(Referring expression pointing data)
- - - - - - -
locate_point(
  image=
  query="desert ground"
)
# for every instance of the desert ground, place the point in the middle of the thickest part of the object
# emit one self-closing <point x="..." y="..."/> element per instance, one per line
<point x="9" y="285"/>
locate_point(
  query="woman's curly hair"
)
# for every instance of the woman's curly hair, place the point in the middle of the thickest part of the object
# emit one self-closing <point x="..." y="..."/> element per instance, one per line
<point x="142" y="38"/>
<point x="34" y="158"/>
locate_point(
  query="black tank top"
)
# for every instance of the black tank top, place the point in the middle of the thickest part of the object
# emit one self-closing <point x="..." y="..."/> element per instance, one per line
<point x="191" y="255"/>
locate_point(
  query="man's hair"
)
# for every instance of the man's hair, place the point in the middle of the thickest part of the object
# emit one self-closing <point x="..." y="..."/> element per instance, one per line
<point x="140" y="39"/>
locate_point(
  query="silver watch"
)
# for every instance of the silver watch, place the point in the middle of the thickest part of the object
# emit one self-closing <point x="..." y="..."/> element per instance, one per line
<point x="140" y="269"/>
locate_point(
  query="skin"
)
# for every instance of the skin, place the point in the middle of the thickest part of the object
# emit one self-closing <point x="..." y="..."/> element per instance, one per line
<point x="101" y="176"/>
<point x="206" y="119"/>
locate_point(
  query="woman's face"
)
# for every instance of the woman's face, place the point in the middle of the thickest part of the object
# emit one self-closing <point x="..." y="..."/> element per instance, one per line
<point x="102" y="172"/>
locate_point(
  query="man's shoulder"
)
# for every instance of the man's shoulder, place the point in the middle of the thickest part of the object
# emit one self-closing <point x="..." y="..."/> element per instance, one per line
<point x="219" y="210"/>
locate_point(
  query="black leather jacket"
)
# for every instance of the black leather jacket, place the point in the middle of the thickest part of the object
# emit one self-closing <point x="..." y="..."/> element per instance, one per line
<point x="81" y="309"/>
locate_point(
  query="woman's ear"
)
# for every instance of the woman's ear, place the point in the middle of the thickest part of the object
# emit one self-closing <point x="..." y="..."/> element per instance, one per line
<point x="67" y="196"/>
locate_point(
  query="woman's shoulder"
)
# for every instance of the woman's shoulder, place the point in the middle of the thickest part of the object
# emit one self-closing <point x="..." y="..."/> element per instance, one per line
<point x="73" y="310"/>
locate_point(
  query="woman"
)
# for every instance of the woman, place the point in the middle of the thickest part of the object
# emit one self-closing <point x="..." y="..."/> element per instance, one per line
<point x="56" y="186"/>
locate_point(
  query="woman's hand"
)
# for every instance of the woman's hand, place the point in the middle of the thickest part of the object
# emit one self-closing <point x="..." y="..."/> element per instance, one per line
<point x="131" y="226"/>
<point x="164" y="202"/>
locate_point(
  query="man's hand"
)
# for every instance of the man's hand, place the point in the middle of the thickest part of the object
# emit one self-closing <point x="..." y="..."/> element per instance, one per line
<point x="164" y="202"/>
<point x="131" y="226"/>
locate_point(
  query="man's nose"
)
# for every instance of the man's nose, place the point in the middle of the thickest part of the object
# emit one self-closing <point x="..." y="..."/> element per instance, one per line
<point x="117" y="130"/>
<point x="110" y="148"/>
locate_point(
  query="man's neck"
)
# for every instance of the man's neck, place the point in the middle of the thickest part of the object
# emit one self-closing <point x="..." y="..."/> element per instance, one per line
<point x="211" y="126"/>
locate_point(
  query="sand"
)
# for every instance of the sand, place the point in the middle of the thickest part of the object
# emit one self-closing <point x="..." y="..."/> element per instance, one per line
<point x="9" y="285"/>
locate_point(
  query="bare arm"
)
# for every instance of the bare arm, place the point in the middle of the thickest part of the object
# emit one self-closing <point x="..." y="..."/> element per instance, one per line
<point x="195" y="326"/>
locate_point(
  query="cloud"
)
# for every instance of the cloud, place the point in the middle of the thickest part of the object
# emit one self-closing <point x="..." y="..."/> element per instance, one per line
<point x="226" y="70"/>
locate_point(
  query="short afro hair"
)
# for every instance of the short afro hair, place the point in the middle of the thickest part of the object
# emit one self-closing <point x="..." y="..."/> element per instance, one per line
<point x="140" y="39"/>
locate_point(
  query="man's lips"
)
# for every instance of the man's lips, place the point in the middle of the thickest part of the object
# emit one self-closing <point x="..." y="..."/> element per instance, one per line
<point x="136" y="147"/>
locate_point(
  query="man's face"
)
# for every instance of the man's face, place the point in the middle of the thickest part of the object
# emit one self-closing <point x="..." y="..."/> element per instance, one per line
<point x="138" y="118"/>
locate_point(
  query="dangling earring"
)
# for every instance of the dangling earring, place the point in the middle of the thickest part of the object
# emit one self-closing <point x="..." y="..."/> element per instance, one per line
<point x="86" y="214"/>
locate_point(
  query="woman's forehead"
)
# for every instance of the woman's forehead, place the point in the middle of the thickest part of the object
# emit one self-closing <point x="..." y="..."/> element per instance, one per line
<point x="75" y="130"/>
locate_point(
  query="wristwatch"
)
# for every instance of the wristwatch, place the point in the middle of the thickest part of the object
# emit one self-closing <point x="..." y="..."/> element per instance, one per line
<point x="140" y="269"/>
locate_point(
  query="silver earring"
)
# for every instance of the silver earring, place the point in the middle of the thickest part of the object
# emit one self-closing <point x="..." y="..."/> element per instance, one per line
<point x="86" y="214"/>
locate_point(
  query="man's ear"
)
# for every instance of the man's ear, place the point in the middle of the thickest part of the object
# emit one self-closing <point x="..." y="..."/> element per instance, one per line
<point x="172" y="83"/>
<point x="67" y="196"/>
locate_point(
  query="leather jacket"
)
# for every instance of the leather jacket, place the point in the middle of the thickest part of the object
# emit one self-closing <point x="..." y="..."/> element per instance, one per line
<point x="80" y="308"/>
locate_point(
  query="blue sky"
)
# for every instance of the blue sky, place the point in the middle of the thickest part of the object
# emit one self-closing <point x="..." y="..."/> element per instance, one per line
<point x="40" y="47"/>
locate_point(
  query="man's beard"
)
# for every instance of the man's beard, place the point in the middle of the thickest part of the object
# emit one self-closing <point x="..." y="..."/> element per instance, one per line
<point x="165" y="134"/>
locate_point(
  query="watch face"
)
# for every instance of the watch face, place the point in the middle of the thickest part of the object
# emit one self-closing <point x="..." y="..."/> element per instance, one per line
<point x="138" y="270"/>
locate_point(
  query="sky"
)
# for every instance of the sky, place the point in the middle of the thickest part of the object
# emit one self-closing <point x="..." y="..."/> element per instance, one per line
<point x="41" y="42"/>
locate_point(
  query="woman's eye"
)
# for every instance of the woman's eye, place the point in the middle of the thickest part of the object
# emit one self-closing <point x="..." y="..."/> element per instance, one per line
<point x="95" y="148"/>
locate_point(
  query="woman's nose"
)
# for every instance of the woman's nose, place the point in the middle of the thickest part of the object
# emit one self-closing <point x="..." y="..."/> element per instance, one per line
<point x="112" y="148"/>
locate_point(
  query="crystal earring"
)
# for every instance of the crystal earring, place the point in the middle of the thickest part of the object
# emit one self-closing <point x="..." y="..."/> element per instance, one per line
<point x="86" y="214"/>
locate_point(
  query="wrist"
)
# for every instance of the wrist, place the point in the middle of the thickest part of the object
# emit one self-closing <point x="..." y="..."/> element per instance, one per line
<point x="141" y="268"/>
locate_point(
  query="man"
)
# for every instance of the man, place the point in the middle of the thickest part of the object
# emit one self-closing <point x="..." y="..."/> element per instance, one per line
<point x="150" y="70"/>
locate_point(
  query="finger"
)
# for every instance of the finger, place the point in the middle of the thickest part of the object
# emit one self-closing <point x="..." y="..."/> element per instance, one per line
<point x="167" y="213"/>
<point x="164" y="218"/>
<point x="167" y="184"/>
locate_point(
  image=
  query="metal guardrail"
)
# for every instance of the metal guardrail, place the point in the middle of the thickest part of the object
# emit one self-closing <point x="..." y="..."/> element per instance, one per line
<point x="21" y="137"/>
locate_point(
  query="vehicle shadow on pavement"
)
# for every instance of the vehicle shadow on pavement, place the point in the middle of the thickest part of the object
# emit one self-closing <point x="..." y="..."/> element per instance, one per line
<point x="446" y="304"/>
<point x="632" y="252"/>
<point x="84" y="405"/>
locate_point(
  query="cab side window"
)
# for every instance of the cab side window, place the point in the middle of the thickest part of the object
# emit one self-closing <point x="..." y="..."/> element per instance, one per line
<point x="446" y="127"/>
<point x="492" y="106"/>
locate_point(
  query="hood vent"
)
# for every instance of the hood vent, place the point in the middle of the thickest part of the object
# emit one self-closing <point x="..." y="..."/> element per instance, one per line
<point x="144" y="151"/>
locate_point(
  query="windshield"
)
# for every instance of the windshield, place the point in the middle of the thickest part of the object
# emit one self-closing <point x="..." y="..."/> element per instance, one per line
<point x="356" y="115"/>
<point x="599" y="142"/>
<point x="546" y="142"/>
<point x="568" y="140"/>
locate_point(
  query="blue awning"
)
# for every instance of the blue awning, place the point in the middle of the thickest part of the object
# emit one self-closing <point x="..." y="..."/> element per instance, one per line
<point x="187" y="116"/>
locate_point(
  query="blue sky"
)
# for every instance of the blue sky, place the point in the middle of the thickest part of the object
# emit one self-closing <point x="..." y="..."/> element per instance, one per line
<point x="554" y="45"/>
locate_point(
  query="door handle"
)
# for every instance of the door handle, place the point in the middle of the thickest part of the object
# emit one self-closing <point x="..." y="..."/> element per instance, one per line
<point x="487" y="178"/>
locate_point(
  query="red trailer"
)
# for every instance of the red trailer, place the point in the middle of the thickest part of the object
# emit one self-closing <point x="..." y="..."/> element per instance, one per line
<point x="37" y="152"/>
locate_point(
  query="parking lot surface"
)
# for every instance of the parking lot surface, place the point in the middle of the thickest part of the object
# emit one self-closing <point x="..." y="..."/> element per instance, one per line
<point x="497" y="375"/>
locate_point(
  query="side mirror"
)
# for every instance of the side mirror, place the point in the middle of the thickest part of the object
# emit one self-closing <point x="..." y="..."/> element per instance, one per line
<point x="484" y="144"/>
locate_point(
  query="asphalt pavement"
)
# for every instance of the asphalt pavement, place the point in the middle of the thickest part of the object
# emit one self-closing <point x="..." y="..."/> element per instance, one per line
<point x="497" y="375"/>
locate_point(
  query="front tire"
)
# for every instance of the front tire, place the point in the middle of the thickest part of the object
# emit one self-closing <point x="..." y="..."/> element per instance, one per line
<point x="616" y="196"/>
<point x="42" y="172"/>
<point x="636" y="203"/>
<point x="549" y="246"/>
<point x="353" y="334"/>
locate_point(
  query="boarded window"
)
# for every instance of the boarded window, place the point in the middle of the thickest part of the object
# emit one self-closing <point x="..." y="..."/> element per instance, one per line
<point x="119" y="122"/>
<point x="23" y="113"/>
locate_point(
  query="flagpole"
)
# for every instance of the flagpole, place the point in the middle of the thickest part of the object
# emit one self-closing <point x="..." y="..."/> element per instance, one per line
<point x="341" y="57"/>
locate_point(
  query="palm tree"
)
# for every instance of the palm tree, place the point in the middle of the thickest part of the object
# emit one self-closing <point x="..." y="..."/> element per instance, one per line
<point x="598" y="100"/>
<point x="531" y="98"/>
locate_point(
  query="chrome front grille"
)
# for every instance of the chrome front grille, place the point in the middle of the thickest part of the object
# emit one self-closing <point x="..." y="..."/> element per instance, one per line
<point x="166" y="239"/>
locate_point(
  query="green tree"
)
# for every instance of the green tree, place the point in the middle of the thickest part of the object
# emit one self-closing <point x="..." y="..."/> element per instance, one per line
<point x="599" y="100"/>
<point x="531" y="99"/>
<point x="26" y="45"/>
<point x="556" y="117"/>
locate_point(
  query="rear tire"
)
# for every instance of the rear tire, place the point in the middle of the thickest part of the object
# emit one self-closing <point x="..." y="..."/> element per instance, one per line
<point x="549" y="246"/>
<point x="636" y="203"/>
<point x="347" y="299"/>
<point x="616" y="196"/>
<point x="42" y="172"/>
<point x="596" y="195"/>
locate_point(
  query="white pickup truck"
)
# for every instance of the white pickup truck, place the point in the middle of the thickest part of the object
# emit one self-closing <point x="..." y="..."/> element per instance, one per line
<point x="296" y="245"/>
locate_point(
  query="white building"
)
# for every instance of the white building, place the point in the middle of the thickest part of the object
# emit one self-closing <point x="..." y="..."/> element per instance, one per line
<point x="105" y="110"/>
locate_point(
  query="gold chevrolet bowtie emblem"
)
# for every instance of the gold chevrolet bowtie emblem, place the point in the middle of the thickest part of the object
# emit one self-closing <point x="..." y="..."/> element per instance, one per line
- - - - - - -
After checking the entries, state how many lines contain "wristwatch", and write nothing but the number.

Written answer. 2